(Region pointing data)
--- START ---
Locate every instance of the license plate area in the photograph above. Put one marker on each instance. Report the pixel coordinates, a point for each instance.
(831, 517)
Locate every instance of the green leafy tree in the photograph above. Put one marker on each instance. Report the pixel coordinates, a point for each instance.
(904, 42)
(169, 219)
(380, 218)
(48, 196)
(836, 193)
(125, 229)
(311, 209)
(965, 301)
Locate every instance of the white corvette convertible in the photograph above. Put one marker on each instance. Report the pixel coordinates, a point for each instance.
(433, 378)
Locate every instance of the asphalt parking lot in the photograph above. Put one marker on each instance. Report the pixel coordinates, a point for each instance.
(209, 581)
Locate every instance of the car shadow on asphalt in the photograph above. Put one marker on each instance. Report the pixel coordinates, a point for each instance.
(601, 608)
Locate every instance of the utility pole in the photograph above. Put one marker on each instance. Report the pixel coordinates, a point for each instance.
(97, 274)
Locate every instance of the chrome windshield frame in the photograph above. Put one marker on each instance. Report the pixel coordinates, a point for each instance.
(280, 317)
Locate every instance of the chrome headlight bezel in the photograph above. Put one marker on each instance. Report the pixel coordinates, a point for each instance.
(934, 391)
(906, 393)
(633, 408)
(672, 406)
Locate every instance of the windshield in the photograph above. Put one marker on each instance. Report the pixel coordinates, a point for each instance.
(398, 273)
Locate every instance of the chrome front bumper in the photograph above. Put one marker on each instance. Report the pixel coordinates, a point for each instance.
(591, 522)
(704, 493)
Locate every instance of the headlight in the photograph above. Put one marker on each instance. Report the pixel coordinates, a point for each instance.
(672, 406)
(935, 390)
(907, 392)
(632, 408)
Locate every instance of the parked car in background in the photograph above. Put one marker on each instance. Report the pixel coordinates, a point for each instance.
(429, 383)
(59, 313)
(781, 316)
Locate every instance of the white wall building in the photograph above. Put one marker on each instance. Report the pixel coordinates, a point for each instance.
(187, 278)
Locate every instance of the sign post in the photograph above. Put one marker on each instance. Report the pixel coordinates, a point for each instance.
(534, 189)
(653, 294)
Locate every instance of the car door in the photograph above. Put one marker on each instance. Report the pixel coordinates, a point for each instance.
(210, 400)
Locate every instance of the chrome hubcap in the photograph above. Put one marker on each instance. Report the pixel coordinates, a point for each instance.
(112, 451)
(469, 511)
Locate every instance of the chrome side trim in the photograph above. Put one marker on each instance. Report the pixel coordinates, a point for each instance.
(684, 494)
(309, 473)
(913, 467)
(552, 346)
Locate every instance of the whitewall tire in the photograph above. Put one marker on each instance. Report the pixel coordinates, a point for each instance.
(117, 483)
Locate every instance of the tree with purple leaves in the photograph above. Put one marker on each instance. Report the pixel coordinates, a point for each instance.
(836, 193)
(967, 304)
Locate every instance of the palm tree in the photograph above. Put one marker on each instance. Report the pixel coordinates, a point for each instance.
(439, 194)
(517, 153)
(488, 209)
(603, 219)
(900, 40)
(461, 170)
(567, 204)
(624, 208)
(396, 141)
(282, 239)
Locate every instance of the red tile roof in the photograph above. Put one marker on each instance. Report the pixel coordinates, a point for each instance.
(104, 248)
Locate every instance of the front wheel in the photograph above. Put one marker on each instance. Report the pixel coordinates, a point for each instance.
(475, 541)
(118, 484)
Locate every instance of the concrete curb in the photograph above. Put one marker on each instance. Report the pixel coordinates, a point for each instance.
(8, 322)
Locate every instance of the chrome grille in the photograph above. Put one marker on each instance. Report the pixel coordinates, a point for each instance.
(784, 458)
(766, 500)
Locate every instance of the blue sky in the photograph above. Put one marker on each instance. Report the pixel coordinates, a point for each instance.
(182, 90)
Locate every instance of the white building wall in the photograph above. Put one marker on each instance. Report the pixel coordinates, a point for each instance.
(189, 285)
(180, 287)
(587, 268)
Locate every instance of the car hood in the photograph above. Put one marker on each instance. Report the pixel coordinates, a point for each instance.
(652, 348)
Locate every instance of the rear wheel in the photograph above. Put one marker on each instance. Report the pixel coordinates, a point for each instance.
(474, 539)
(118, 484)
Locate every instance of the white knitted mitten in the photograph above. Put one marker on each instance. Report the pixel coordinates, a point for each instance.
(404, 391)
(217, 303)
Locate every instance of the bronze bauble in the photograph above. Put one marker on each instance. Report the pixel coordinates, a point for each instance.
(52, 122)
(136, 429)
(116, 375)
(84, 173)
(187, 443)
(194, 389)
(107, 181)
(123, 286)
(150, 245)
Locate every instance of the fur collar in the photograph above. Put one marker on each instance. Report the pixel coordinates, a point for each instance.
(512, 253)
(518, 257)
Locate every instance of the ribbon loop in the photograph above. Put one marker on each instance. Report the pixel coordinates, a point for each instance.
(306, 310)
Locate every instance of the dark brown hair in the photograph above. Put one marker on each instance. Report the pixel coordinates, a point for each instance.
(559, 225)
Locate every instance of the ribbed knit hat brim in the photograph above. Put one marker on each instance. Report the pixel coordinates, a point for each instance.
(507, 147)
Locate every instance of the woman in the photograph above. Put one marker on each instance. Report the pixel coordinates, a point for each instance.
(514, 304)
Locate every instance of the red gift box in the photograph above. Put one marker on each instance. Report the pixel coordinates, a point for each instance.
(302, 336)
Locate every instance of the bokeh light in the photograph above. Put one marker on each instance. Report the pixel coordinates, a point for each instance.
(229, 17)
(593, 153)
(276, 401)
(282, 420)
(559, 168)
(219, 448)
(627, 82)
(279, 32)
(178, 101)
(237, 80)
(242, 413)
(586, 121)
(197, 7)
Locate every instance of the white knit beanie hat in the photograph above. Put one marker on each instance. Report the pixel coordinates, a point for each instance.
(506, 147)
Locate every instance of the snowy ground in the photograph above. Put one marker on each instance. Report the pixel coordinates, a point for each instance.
--- END ---
Task statement — Each line from the one holding "Locate every instance of the white knit beanie" through the last line of the data is to be transcribed exactly, with nothing else added.

Answer to this exercise —
Locate every instance of the white knit beanie hat in the photograph above. Put one marker on each instance. Report the pixel coordinates, a point for each instance.
(506, 147)
Locate every instance of the snowy ground in the photograph above. Put one marker on each instance. Report the pixel coordinates, a point for each instance.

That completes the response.